• _DIRECTIONS_
Of all the lines in the entries below, give again exactly those starting at the line containing "Where is the dirt" and ending at the line containing "Where is the weathered rock", both ends included, and no others.

• _DATASET RECORDS_
=== Begin Enclosure ===
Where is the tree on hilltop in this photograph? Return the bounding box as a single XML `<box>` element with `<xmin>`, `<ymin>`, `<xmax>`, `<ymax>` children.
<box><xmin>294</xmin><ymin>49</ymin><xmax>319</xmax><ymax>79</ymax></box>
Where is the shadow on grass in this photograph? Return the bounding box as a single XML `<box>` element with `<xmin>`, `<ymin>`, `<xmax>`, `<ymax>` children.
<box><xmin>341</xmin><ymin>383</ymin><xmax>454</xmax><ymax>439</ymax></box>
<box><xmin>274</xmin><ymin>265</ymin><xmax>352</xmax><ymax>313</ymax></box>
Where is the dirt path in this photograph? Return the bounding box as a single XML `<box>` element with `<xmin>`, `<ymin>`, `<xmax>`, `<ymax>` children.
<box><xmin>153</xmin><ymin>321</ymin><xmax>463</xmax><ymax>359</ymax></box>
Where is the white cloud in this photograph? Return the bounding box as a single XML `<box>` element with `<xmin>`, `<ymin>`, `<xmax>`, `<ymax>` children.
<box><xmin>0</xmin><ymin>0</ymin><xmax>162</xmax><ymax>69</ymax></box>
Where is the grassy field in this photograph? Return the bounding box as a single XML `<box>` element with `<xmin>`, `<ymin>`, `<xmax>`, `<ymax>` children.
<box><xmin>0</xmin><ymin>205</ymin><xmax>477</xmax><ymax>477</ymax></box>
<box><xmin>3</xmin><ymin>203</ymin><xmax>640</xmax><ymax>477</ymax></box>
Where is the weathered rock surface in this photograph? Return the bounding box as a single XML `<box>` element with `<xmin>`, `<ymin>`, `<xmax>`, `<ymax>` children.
=== End Enclosure ===
=== Begin Enclosure ===
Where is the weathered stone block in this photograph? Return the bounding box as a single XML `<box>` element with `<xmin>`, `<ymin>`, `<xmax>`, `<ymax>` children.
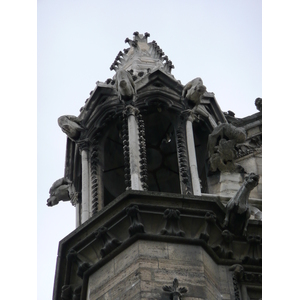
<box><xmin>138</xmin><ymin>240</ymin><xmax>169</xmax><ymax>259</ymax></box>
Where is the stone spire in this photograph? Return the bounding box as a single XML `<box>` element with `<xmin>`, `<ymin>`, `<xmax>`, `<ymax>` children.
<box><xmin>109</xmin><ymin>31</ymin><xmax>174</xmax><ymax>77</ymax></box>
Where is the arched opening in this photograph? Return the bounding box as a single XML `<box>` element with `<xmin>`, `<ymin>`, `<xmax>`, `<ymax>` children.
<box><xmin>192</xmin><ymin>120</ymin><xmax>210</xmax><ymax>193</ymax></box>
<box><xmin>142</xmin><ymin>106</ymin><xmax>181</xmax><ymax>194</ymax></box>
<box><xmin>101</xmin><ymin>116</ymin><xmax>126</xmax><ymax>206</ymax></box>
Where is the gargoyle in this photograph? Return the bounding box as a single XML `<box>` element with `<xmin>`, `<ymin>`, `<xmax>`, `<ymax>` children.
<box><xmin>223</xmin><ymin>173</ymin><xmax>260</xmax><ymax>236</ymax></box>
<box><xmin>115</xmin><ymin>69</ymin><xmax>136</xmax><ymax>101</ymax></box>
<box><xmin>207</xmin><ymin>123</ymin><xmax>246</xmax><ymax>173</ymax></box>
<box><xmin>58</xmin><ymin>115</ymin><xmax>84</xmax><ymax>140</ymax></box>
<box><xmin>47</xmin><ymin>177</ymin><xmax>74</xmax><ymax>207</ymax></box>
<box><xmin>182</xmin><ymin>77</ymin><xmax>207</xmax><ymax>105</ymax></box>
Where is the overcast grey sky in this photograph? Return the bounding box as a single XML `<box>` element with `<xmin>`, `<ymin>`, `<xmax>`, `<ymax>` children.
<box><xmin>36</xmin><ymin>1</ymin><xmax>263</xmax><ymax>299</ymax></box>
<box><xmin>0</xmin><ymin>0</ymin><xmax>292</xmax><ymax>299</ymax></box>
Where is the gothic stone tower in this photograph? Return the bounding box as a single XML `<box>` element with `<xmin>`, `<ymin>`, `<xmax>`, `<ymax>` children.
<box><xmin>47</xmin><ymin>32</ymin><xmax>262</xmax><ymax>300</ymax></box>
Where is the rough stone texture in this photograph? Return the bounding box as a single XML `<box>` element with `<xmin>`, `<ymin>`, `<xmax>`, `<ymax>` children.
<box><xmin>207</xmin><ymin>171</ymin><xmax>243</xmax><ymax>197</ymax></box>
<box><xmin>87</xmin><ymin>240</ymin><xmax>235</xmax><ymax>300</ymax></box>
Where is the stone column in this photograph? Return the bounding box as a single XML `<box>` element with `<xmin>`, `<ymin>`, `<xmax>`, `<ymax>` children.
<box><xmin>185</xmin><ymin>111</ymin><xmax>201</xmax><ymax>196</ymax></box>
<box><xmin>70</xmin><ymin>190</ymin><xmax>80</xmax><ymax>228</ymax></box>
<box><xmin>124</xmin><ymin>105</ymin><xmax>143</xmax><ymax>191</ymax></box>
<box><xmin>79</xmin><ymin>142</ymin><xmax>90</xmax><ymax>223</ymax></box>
=== End Enclosure ===
=== Begin Enclosure ===
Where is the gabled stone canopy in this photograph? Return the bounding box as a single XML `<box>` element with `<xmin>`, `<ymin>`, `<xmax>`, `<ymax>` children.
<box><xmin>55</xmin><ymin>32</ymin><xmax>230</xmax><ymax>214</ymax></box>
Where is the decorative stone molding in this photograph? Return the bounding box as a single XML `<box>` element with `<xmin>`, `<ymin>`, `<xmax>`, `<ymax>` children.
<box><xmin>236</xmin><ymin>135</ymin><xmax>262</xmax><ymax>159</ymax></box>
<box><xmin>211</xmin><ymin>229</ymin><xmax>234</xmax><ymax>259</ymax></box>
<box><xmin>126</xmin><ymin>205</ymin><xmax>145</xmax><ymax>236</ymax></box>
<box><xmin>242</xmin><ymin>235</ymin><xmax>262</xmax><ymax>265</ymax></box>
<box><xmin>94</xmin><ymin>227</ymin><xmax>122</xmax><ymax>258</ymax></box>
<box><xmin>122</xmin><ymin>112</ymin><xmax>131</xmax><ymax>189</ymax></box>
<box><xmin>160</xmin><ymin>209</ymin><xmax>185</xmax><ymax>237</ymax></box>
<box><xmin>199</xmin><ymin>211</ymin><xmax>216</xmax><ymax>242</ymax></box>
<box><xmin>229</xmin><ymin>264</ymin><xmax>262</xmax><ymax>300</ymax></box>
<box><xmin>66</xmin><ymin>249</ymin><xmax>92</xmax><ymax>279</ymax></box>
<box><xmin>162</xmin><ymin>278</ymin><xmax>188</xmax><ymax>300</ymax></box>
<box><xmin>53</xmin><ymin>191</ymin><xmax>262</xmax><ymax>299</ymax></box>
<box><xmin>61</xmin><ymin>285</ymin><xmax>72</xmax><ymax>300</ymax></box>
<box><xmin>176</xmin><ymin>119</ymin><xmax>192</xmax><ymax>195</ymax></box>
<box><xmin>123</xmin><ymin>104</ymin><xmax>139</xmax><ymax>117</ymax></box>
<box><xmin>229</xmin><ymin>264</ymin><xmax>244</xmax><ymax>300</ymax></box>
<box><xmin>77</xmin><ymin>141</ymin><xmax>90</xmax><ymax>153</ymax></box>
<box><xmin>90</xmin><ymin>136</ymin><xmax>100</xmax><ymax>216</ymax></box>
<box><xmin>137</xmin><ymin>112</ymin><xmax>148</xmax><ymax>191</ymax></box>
=== End Enclosure ===
• _WRITTEN SOLUTION_
Where is the dirt path in this photograph? Return the bounding box as a single XML `<box>` element with `<xmin>`, `<ymin>`, `<xmax>`, `<ymax>` children.
<box><xmin>153</xmin><ymin>321</ymin><xmax>463</xmax><ymax>359</ymax></box>
Where is the white cloud in this photograph? Return the bounding box as a single XML `<box>` element with `<xmin>`, `<ymin>`, `<xmax>`, `<ymax>` children.
<box><xmin>0</xmin><ymin>0</ymin><xmax>162</xmax><ymax>69</ymax></box>
Where is the grassy field in this photograph? Return the bounding box as a single XML `<box>` element with `<xmin>`, `<ymin>`, `<xmax>`, `<ymax>` children.
<box><xmin>0</xmin><ymin>205</ymin><xmax>477</xmax><ymax>477</ymax></box>
<box><xmin>3</xmin><ymin>203</ymin><xmax>640</xmax><ymax>477</ymax></box>
Where is the weathered rock surface in this photograph? Return the bounding box as a single XML `<box>` element with `<xmin>`, `<ymin>`, `<xmax>`, `<ymax>` children.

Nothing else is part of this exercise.